_DIRECTIONS_
Print exactly the line with "Label check: the above image was tagged as containing the bare" and every line after it, through the final line of the material below.

_AVAILABLE RECORDS_

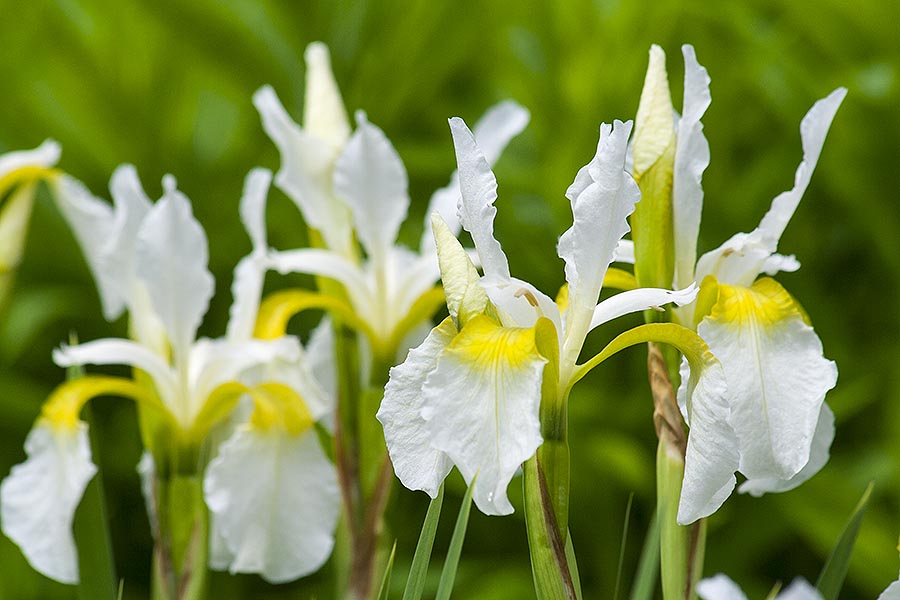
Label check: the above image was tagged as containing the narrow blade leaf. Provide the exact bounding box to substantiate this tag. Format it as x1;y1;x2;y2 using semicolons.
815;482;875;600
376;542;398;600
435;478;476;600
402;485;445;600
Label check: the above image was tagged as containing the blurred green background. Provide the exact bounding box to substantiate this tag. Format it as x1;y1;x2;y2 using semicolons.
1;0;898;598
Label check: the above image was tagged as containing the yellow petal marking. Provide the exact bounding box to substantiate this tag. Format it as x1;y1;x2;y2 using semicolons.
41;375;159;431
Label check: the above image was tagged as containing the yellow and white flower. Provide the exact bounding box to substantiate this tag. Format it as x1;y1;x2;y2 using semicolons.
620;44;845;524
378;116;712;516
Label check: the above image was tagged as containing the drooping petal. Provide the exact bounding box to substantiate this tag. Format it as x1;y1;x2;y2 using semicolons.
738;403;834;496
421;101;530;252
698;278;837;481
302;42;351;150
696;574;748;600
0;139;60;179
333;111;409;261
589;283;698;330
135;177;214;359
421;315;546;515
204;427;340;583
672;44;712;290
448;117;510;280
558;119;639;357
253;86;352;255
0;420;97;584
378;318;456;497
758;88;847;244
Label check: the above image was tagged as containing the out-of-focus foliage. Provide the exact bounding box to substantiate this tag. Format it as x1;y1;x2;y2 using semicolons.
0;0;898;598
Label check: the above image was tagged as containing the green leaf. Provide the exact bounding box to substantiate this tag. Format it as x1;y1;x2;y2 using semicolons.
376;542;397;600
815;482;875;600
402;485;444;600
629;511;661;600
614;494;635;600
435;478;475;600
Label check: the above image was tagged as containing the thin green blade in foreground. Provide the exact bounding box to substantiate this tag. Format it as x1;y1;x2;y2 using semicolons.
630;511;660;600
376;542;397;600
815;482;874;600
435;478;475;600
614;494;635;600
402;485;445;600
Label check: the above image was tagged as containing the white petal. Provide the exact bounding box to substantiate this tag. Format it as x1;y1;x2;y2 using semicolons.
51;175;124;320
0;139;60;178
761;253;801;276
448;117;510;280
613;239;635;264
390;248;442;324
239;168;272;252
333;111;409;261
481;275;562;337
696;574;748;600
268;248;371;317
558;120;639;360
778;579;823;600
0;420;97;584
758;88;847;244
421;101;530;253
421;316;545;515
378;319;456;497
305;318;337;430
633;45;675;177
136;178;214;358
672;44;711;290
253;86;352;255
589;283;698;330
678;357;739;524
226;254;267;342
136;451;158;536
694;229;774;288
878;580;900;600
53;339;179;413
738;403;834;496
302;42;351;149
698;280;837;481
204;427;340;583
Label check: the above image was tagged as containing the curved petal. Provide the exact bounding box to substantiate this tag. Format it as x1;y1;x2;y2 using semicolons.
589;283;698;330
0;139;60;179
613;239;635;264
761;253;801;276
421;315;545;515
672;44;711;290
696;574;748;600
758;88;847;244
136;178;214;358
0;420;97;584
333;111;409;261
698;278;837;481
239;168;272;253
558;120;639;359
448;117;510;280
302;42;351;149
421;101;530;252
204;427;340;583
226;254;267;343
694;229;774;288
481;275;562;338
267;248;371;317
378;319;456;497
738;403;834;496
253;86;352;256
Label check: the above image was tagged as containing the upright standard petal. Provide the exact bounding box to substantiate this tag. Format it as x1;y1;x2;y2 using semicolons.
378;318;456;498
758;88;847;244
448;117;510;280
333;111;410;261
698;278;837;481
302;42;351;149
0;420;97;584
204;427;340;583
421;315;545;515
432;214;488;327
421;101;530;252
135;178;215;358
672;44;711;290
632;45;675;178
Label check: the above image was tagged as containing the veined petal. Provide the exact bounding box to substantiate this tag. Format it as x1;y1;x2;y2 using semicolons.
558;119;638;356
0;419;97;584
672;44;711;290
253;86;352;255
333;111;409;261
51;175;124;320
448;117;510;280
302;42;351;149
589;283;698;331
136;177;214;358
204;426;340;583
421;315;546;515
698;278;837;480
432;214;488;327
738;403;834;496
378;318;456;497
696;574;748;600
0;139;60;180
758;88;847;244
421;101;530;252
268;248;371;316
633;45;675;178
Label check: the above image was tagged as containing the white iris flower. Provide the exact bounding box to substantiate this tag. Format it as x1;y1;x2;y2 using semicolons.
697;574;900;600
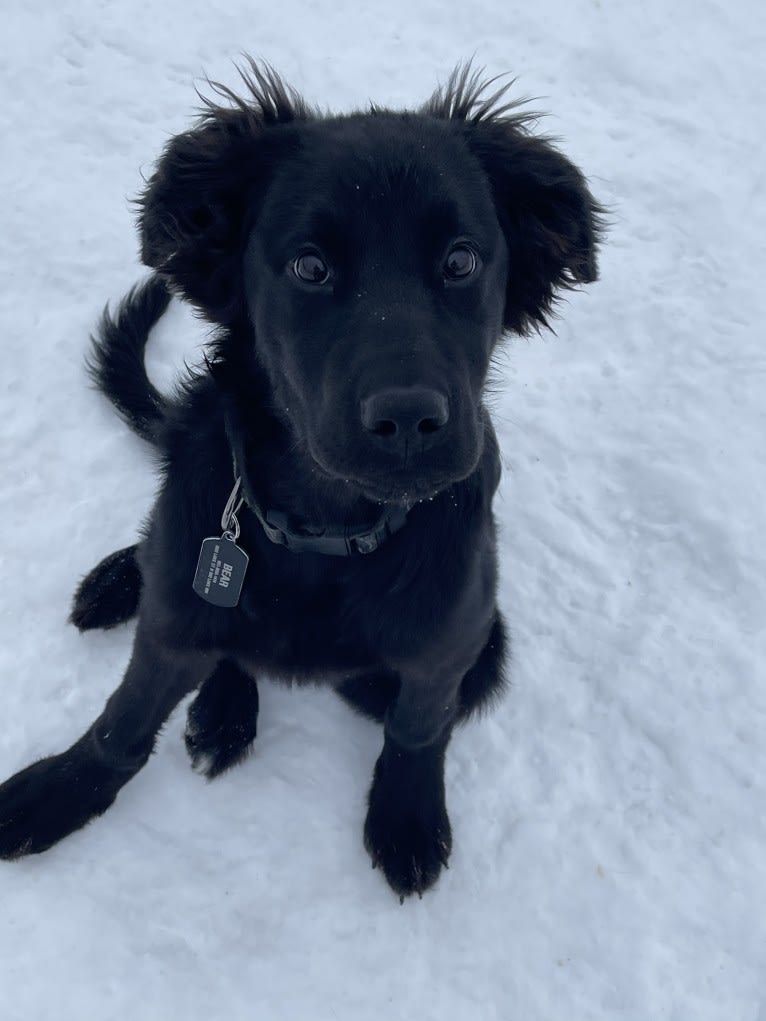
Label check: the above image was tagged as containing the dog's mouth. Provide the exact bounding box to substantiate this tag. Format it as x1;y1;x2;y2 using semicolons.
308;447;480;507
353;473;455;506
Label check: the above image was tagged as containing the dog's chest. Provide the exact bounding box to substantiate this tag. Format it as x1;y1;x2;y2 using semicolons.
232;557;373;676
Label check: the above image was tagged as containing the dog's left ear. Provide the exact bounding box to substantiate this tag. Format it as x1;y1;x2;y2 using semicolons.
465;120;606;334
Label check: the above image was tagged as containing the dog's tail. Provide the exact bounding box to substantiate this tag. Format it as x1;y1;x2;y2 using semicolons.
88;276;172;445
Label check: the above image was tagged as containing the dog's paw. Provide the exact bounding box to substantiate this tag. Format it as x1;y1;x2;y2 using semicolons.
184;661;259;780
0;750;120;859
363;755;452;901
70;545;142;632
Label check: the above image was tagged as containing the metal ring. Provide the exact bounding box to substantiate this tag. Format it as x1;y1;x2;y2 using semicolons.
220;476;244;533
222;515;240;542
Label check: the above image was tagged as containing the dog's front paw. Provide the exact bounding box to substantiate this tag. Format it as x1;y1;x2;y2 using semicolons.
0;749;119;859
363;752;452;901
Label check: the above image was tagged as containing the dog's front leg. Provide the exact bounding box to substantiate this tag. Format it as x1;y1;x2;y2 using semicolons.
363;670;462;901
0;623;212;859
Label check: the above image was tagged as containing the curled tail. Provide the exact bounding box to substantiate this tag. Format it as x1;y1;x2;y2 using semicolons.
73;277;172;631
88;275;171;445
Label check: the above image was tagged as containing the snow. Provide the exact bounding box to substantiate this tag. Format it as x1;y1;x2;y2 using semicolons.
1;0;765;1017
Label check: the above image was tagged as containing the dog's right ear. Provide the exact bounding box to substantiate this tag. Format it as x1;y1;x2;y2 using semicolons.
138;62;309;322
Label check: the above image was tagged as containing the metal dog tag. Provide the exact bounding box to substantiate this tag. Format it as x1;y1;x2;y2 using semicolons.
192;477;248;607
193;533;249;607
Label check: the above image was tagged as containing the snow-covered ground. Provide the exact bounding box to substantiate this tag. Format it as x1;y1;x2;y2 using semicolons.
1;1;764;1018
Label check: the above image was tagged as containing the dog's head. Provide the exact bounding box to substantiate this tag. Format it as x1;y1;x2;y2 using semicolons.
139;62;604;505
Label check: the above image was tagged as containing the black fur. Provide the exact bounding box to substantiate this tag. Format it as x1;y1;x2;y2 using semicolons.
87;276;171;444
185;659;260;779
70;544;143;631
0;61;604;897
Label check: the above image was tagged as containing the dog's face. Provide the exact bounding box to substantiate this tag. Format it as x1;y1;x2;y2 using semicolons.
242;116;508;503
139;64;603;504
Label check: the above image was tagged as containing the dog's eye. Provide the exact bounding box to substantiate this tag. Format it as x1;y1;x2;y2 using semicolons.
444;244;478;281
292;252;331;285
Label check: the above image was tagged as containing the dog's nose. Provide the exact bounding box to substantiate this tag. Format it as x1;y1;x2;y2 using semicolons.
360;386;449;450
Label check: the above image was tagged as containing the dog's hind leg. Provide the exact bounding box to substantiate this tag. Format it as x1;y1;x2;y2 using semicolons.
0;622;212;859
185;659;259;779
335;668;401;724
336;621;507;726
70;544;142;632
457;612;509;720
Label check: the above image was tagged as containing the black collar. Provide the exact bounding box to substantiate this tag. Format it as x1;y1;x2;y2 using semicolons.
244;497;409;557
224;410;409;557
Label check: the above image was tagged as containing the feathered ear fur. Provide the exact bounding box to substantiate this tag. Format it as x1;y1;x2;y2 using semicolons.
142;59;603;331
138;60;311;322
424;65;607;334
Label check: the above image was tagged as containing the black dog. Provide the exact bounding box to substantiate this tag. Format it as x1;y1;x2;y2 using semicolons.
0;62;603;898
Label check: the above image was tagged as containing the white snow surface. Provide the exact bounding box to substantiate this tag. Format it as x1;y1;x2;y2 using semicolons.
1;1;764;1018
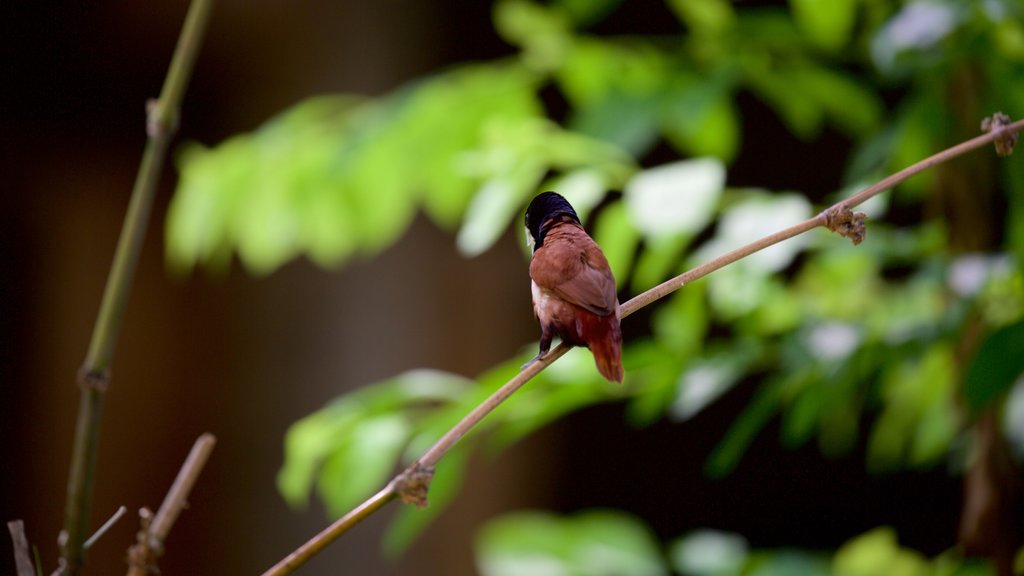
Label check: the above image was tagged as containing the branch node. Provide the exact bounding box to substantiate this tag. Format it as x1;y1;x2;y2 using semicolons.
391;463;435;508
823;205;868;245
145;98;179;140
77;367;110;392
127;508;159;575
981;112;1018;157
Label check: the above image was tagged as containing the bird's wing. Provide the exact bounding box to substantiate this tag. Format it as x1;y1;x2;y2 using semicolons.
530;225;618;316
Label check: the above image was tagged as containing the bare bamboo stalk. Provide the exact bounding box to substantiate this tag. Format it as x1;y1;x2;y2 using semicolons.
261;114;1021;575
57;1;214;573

_ANSWER TO THE EXERCISE_
Label check: the above image was tagged as containing the bare bamboo stalk. Provide the exact bounding box to substantiate this tag. Format it as x1;y1;x2;y2 using semicolons.
261;114;1021;575
57;1;214;573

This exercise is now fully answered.